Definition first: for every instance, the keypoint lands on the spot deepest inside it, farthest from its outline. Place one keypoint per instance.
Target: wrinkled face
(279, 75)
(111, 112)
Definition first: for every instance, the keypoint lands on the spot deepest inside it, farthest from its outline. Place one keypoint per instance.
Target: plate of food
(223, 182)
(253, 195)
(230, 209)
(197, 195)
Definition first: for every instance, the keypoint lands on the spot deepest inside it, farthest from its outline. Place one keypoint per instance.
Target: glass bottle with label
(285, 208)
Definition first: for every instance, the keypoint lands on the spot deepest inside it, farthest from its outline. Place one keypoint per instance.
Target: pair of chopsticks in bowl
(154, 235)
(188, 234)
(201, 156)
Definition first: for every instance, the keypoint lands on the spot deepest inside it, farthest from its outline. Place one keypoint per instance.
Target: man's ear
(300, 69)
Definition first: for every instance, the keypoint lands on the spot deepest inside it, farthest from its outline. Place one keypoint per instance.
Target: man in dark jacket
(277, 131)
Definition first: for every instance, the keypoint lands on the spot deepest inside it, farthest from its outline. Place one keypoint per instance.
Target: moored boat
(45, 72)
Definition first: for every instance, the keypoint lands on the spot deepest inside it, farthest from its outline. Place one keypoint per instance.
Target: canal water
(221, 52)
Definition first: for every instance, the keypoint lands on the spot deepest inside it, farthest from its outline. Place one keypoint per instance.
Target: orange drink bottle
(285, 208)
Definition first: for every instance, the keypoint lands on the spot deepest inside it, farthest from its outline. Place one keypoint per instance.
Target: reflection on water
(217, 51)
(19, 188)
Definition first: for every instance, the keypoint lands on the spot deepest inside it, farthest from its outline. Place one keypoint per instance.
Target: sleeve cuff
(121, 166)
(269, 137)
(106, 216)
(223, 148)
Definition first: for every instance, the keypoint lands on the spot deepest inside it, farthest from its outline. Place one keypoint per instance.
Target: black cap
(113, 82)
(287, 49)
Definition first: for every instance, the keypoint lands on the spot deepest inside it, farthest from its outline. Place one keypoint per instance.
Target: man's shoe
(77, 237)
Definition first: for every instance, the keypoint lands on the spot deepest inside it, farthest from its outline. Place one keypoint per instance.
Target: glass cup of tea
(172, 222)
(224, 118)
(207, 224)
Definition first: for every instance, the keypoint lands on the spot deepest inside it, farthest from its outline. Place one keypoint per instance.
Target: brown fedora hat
-------------------------
- [Aim of the exercise]: Reproduce every record in full, keeping each one exactly as it reads.

- [Written solution]:
Definition first: for every instance, the keypoint lands on the spot deepest inside it, farthest from its outline. Place one keypoint per instance.
Target: wrinkled face
(279, 75)
(111, 112)
Definition first: for every instance, the keypoint lands on the spot deepest inside it, farthest from its outline. Place one keypoint per instance.
Target: plate of food
(223, 182)
(253, 195)
(230, 209)
(197, 195)
Definition first: for every instance, the keypoint lands on the spot deepest inside it, farthest from its outline. Place one keypoint per instance.
Target: glass bottle with label
(285, 208)
Definition first: for every instance, the keypoint lands on the spot deepest inside it, farthest from its outline. Place one keypoint per instance.
Target: pair of chopsticks in bowl
(154, 235)
(188, 234)
(201, 156)
Definition first: for every instance, the keypoint lands on the spot deepest inside it, farthest from its outline. Place one keypoint per instance.
Target: man's ear
(300, 69)
Definition first: for every instance, the keypoint lands on the spot deepest inside it, farthest from its outline. Place one keypoint per instance.
Target: man in dark jacket
(277, 131)
Definition first: for every instance, the keypoint lands on the spot deepest inside it, farthest from its outline. Place one keypoint per instance.
Target: moored boat
(45, 72)
Definition first: for every instance, the keypoint lands on the spot deepest inside it, farthest from its outline. Place one keypoint per instance.
Target: canal water
(221, 52)
Definition first: for every instance, the keypoint lands on the spot deepest inside it, farthest from its outline. Place one keypoint per instance.
Target: orange drink bottle
(285, 208)
Definition first: for every instance, the keypoint lands on the spot deepest inside it, farthest from its outline. Place one keypoint per instance.
Target: reflection on water
(217, 51)
(19, 188)
Definition first: for every instance, the keypoint lands on the spot deepest inside it, farthest from its outline. Place one keypoint per instance.
Target: sleeve cuff
(121, 166)
(269, 137)
(106, 216)
(223, 148)
Definition first: for every instance, the keypoint lands on the spot deepest inside it, farthest from its outline. Place one keypoint per instance.
Target: black cap
(113, 82)
(287, 49)
Definition first: for every instance, the keypoint lands on the spot deepest inside it, farthest from its outline. Place one keypoint per instance.
Target: man's shoe
(77, 237)
Definition first: for every instance, the keypoint lands on the spot deepest inside it, farthest from its outline. Place one keypoint per instance.
Target: glass cup of tea
(172, 222)
(224, 118)
(207, 224)
Definition first: for every instance, the keypoint lands on the spot deepest inside it, farthest from its outline. Place one keypoint per instance.
Target: brown fedora hat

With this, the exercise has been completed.